**Exercise aim:**
Locate every line in the records below that contains the string "ladder", and copy each of those lines.

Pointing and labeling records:
--- Begin ---

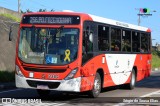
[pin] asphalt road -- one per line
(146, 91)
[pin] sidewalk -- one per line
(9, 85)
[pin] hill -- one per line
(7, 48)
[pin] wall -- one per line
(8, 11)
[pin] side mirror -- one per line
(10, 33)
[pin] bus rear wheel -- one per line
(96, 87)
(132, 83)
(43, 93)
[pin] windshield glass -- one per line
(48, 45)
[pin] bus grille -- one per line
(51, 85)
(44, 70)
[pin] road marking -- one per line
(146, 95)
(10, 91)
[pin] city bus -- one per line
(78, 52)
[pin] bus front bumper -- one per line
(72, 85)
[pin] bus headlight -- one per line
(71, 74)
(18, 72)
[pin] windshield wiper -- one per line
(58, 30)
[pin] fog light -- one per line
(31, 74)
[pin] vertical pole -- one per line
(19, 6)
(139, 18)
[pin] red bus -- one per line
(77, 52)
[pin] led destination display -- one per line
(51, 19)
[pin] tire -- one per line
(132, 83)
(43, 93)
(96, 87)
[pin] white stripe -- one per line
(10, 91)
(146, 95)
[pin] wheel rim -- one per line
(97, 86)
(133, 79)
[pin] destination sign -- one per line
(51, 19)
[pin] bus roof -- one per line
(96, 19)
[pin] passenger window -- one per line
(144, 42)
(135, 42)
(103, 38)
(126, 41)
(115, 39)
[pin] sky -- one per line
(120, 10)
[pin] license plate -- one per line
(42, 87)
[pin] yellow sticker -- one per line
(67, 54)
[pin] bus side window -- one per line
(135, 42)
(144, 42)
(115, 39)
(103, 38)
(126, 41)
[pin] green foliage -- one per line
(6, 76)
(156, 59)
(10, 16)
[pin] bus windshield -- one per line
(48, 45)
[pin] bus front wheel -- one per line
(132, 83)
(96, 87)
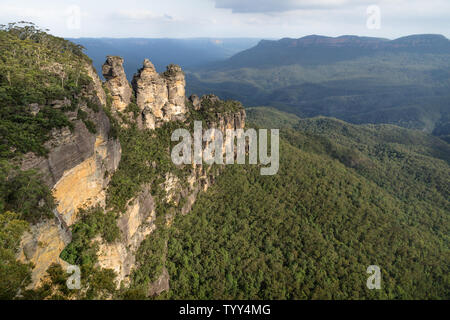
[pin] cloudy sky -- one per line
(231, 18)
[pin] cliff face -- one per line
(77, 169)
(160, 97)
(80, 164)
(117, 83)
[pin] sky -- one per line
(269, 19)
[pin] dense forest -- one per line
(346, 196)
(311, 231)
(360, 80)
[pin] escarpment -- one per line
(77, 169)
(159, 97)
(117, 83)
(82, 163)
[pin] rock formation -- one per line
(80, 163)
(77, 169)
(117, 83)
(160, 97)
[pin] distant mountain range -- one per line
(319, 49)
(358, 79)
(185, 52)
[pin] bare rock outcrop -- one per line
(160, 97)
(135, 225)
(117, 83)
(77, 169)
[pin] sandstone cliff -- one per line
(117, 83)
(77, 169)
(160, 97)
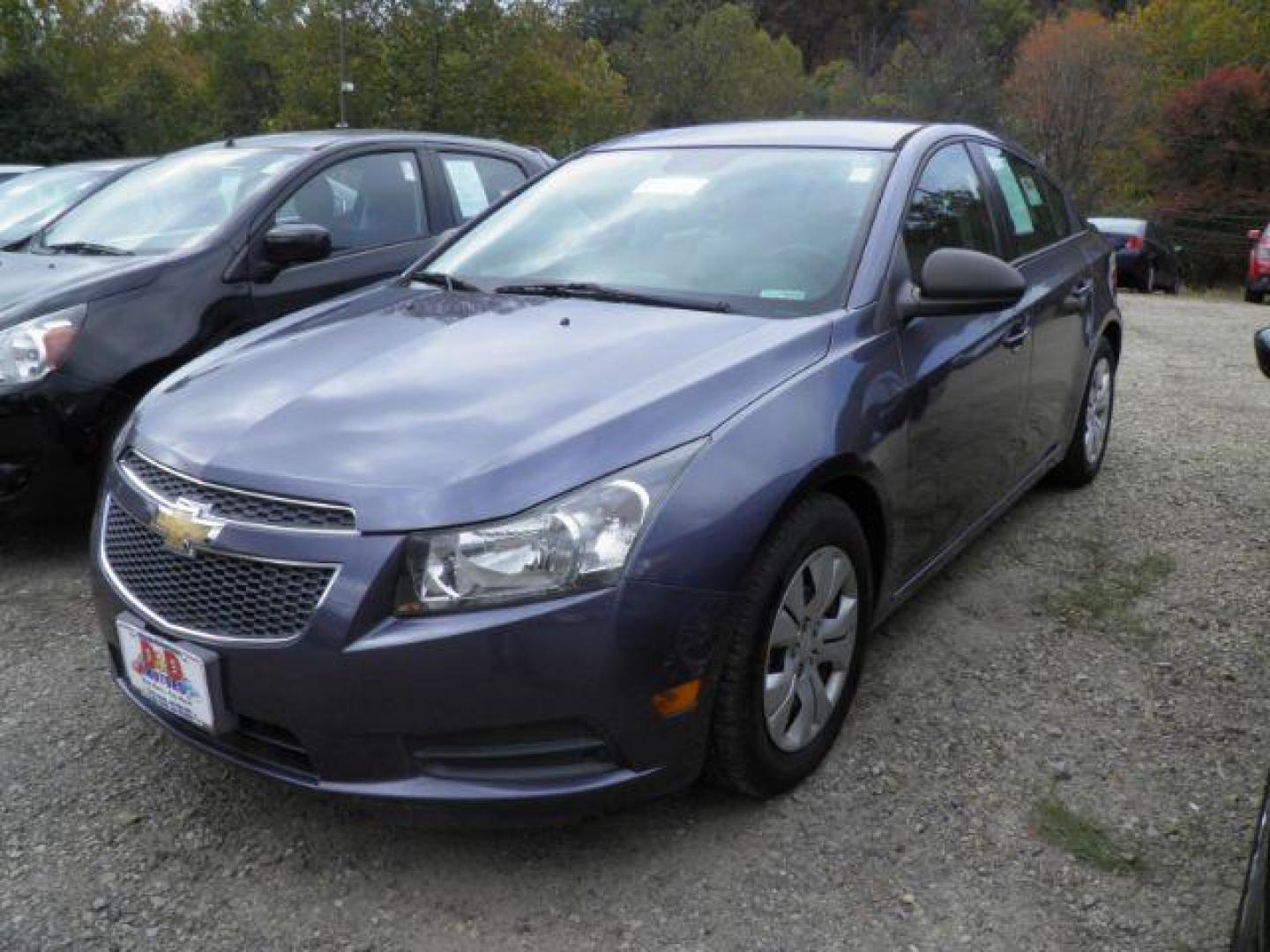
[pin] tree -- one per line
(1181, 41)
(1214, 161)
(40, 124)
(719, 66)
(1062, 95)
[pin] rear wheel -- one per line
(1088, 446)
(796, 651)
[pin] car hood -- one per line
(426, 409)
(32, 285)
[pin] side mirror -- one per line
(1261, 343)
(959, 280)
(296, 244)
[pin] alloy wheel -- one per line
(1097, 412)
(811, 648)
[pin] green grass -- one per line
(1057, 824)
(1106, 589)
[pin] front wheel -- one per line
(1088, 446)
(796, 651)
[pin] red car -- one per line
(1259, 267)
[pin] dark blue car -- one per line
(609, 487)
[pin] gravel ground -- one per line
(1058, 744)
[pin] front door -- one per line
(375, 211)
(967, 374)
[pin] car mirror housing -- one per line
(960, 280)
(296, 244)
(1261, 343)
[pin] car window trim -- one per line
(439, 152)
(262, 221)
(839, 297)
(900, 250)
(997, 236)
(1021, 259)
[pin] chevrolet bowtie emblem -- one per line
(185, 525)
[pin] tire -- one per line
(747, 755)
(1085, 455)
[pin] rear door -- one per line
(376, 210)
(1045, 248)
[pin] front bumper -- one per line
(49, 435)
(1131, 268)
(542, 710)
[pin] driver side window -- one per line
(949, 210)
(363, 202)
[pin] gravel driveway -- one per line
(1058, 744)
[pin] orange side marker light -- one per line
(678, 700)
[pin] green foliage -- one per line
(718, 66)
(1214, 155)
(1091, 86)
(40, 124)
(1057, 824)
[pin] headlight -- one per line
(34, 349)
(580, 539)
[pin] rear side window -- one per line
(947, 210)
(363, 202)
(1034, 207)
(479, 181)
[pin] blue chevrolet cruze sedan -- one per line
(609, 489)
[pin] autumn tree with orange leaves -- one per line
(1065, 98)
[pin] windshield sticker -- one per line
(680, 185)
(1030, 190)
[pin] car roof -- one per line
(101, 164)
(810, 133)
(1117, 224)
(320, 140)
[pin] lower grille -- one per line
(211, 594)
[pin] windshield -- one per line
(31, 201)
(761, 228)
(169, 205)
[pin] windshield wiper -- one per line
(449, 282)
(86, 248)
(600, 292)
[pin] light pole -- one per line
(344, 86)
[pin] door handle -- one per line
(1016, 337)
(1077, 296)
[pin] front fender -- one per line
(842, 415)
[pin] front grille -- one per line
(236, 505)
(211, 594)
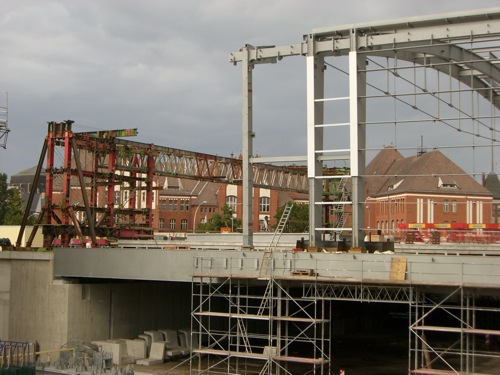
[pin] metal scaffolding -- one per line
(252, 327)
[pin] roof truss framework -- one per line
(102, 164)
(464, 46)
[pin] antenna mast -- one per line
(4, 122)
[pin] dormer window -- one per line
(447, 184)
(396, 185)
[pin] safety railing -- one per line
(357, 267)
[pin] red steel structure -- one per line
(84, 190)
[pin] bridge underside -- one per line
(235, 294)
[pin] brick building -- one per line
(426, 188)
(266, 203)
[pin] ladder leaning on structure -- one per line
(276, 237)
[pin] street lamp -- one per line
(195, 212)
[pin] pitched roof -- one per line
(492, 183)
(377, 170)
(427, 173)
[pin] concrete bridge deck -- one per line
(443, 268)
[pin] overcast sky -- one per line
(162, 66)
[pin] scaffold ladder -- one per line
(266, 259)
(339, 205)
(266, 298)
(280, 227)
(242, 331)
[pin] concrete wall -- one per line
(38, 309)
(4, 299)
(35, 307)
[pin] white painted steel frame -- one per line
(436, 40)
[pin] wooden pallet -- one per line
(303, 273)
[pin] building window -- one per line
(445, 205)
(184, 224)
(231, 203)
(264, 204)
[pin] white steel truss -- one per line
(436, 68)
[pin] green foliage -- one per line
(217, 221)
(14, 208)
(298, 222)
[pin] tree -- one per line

--- End ---
--- Begin ---

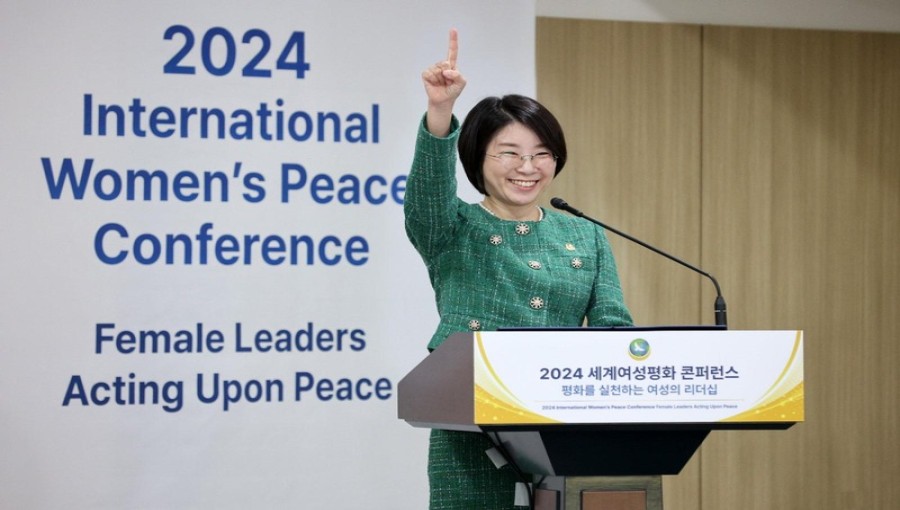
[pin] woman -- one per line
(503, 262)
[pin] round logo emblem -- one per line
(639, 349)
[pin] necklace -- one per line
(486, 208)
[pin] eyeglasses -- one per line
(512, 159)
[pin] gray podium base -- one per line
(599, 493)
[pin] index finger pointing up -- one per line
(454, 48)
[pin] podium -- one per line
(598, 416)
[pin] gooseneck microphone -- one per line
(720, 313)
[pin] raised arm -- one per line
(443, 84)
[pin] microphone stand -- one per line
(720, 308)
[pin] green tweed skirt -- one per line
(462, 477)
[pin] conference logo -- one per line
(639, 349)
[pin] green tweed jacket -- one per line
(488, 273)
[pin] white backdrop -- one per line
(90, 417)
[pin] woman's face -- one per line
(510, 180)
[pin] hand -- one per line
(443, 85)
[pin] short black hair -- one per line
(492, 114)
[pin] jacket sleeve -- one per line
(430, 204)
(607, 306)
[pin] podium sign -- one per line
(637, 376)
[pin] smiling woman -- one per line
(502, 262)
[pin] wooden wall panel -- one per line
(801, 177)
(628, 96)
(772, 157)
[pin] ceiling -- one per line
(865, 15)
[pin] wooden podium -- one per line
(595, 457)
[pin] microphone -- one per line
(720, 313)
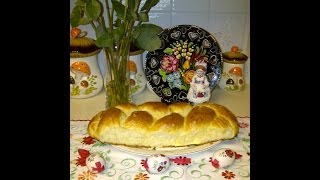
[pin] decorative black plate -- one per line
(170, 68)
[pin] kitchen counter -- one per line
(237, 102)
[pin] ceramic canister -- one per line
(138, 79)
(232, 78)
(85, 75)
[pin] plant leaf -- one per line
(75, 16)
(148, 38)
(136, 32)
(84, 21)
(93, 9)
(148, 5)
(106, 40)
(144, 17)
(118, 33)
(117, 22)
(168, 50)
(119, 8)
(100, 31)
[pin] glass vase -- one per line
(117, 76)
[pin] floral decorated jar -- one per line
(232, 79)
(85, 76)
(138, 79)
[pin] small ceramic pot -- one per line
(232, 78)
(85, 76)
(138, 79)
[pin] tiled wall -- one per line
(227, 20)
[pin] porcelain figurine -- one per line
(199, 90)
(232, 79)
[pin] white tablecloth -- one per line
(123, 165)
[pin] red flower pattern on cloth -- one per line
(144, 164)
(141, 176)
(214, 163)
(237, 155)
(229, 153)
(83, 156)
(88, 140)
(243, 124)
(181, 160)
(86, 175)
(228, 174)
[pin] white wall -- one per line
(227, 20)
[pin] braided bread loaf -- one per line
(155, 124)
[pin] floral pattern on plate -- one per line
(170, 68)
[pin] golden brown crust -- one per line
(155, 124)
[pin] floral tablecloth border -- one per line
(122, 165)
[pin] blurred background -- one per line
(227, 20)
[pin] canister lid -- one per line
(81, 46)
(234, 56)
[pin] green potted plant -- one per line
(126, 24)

--- End ---

**Result of this exercise:**
[pin] ladder leaning on structure -- one per line
[pin] scaffold ladder -- one per line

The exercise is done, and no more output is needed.